◆ Excerpt to read
##########
Open weights, Apache 2.0
Voxtral is open-source. The 3B and 24B model weights are available on Hugging Face for self-hosting, private deployment, or on-premise use. The API routes to a transcription-optimised version of the mini model when you don't want to manage infrastructure.
Best price-performance
At $0.003/min, Voxtral Mini Transcribe V2 costs half of GPT-4o-mini-transcribe and one-fifth of ElevenLabs Scribe v2, while matching or beating both on accuracy benchmarks. For high-volume transcription work, no other API comes close on this ratio.
Context biasing for technical vocabulary
Provide up to 100 words or phrases to guide the model toward correct spellings of names, technical terms, and domain-specific vocabulary. OSTT sends your configured keywords as Voxtral context_bias terms automatically.
13 languages with speaker diarization
Voxtral Mini Transcribe V2 supports English, Chinese, Hindi, Spanish, Arabic, French, Portuguese, Russian, German, Japanese, Korean, Italian, and Dutch — with speaker diarization and word-level timestamps in all 13.
3-hour recordings in a single request
Unlike most transcription APIs that require chunking at 25MB or 25 minutes, Voxtral processes recordings up to 3 hours in one request. Transcribe a full workday of audio without writing chunking logic.
Global hotkey
Bind OSTT to a system-wide shortcut. Press to open the recorder, speak, press again to stop. Voxtral transcribes and the result lands in your clipboard or stdout — without touching the mouse.
##########
◆ Exercise data
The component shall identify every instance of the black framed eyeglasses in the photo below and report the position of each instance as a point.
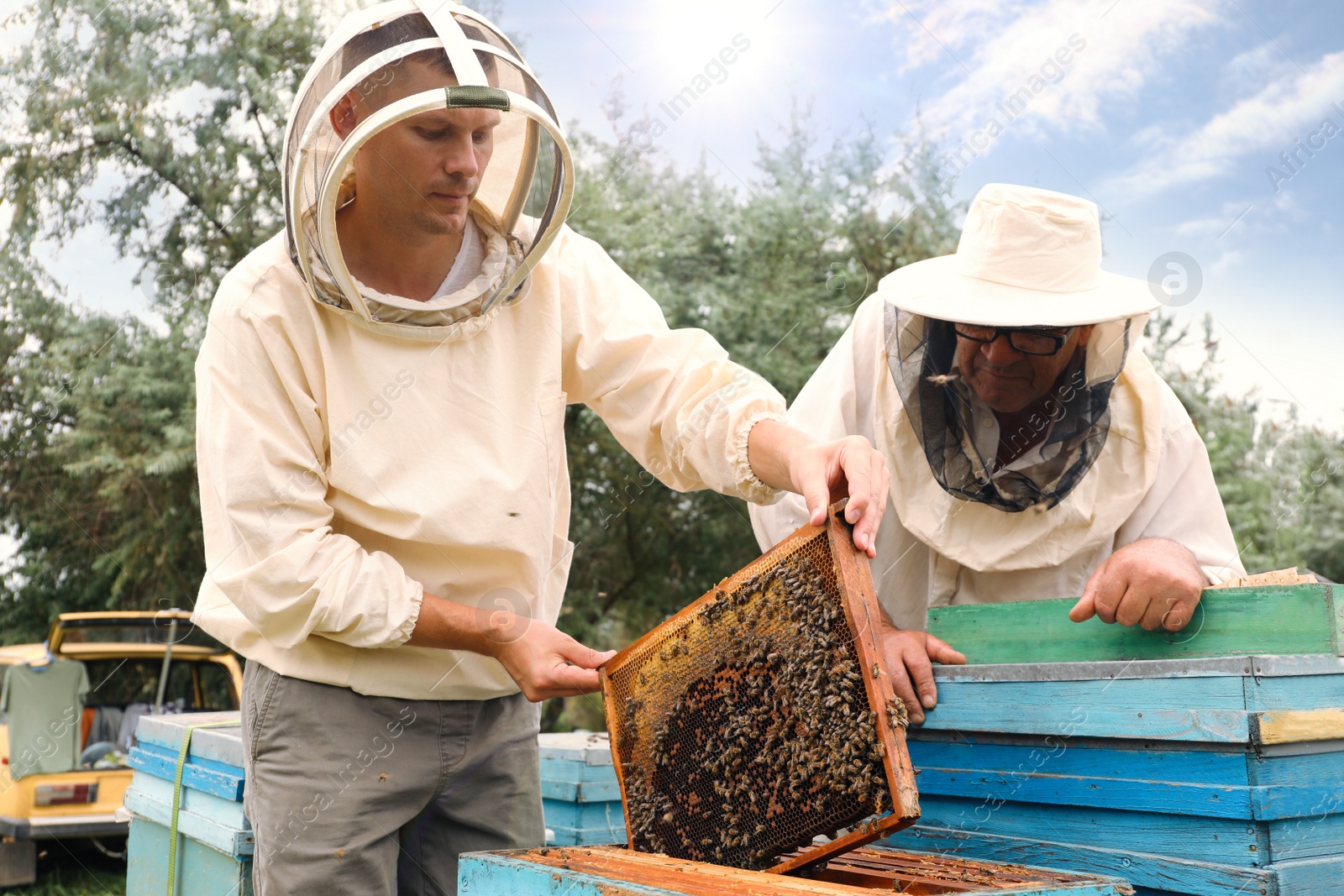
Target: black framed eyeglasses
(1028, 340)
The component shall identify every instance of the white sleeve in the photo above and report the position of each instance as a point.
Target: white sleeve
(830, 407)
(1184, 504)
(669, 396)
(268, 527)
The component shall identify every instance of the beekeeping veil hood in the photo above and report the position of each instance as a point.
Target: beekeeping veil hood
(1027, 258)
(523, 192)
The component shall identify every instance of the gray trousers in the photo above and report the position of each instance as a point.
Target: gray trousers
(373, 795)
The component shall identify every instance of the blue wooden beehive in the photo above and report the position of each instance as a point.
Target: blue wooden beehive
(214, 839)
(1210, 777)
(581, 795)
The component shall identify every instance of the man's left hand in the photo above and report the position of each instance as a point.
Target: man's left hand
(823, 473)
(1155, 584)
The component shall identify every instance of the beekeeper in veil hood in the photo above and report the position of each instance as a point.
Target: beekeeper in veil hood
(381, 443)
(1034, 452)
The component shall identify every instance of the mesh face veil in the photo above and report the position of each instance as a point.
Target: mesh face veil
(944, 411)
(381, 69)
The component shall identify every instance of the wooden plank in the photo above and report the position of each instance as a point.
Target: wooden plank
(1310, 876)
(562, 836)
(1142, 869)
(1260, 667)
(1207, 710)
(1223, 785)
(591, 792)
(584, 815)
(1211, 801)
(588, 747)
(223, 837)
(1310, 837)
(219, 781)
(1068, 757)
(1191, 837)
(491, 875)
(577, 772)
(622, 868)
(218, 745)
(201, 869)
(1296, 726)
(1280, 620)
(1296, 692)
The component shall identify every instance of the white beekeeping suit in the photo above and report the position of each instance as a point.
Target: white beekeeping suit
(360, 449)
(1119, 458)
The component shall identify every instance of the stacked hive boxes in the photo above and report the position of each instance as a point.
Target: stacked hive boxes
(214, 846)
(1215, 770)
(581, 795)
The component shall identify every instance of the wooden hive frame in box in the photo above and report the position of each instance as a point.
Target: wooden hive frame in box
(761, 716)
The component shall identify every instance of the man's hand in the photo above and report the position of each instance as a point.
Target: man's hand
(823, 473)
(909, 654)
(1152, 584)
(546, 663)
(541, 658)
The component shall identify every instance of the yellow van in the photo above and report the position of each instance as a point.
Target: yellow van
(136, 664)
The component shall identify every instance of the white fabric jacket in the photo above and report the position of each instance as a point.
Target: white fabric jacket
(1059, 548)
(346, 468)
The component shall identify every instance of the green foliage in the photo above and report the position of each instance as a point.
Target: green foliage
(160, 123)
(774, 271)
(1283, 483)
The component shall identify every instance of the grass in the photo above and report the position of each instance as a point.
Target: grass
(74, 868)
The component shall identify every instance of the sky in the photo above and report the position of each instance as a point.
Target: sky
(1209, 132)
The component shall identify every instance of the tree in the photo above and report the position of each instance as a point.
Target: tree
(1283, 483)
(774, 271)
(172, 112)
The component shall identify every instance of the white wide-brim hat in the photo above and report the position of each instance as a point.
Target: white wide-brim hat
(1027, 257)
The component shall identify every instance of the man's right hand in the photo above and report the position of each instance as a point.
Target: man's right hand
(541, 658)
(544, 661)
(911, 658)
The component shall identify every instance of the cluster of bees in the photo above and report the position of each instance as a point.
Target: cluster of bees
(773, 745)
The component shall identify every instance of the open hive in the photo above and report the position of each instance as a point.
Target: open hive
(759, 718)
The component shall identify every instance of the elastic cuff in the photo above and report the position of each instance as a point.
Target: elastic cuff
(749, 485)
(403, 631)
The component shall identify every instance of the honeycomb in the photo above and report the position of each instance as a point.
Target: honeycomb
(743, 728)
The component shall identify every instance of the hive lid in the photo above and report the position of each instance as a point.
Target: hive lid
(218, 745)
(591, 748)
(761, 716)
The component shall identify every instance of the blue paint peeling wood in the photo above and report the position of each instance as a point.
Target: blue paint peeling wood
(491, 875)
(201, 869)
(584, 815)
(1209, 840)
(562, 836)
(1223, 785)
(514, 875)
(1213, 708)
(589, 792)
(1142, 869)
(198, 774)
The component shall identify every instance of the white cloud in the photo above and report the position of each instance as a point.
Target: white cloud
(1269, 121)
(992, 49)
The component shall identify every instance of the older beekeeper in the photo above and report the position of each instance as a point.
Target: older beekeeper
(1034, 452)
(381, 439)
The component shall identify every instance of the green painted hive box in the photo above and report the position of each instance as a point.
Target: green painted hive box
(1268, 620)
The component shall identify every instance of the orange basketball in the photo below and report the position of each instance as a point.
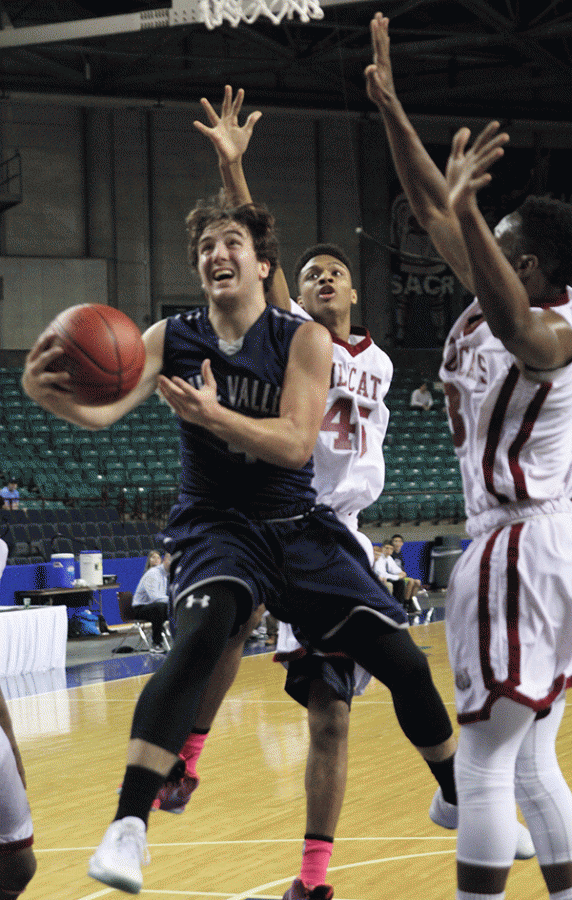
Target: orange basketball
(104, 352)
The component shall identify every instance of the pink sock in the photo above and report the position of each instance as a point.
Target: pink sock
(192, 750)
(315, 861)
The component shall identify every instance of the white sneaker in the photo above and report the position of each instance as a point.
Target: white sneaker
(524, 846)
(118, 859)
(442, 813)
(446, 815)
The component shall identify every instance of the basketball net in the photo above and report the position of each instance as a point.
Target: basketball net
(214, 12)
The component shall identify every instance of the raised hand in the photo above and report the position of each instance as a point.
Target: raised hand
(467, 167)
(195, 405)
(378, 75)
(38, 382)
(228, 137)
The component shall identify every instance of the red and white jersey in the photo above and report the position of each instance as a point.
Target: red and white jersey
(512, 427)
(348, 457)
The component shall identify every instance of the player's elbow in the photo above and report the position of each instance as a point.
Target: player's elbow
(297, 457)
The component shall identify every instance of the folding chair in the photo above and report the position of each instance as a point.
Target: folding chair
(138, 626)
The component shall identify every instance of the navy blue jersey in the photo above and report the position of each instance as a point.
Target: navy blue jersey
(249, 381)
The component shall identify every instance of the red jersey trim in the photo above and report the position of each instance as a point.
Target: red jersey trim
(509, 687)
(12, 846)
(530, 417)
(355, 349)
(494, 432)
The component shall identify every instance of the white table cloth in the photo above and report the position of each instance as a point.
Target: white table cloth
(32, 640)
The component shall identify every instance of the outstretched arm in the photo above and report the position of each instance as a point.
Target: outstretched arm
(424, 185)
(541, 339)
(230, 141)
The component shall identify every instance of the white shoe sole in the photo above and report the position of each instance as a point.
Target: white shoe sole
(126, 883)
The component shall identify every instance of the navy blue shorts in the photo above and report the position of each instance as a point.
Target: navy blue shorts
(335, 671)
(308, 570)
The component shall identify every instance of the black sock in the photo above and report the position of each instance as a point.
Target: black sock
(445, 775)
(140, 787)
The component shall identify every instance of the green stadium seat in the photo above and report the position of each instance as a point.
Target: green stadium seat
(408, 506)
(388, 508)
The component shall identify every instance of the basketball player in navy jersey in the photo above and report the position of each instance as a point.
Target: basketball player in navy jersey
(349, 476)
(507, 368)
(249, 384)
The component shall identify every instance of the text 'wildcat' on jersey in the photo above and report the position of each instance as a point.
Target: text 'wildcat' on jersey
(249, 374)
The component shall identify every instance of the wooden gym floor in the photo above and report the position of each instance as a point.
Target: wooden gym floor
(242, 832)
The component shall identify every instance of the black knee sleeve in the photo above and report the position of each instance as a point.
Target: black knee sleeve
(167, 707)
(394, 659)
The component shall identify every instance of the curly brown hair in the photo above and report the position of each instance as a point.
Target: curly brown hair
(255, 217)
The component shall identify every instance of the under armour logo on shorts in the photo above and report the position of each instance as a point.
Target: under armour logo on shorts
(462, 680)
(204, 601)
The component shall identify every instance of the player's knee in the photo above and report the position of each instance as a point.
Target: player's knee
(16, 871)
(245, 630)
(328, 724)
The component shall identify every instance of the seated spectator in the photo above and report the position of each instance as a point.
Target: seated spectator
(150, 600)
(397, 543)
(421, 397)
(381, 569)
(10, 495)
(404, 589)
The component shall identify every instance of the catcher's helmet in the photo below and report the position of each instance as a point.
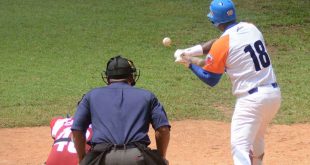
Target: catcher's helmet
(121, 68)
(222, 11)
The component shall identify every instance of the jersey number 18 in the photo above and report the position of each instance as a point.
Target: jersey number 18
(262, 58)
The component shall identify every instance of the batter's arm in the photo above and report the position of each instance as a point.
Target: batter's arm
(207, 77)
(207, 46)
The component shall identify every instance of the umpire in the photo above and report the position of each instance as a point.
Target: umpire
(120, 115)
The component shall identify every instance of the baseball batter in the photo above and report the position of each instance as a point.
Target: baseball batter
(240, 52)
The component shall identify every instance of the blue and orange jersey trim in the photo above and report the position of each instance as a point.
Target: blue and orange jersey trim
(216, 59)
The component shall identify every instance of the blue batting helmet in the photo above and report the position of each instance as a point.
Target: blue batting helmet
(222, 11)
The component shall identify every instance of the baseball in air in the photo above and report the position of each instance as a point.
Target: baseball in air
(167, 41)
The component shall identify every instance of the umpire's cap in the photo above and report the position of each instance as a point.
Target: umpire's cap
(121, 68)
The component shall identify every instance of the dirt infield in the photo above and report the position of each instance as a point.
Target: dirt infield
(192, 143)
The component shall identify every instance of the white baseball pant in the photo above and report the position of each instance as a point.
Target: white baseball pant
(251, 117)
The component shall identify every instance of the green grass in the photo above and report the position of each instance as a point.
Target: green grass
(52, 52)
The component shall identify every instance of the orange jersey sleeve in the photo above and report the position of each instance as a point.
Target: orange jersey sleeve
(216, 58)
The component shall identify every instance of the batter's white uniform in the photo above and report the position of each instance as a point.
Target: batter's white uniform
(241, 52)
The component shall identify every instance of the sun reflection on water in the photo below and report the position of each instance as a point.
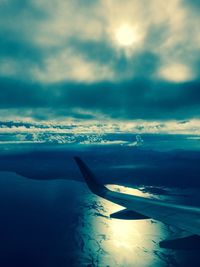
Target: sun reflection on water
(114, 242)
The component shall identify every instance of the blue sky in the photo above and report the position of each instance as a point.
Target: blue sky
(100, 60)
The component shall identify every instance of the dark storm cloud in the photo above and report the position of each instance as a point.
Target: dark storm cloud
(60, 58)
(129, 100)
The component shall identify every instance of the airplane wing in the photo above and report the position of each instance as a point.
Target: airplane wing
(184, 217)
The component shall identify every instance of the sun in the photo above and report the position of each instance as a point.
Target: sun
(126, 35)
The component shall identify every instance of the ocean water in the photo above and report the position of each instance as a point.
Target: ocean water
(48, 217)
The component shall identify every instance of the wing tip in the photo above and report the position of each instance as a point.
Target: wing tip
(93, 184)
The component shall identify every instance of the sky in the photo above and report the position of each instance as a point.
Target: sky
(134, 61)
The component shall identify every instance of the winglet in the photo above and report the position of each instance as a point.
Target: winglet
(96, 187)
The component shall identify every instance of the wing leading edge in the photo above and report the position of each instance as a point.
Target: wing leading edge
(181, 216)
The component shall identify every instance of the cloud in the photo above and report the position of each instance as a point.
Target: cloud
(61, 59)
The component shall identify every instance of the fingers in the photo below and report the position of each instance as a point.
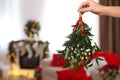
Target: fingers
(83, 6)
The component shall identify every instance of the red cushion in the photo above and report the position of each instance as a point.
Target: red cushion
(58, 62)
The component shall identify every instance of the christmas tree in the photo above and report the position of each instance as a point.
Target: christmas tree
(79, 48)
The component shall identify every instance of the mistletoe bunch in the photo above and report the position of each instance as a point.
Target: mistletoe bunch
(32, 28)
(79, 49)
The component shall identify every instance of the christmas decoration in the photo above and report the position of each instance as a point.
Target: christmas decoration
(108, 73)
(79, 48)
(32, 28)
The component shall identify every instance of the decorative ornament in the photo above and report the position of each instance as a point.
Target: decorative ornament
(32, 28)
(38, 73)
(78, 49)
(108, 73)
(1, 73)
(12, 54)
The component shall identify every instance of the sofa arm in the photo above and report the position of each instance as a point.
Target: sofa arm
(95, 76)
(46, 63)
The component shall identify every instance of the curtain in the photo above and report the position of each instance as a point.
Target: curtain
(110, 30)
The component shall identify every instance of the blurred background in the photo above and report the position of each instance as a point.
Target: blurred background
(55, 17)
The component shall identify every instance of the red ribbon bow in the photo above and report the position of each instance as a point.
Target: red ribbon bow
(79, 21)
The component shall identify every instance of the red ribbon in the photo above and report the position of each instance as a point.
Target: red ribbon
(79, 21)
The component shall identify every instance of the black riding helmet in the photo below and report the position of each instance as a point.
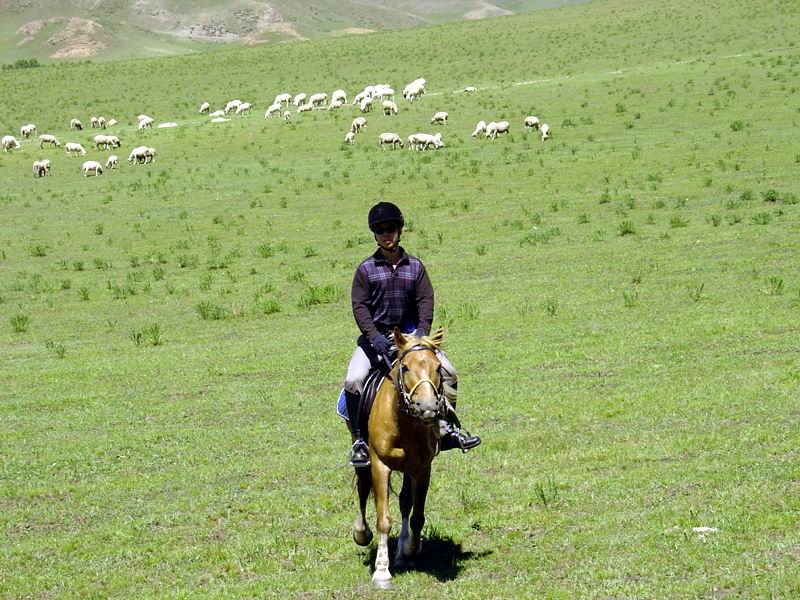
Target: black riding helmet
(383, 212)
##########
Could you reproduce the Voxtral text above word for word, beginning at "Open weights, Apache" and stopping after "to manage infrastructure."?

Open weights, Apache 2.0
Voxtral is open-source. The 3B and 24B model weights are available on Hugging Face for self-hosting, private deployment, or on-premise use. The API routes to a transcription-optimised version of the mini model when you don't want to manage infrastructure.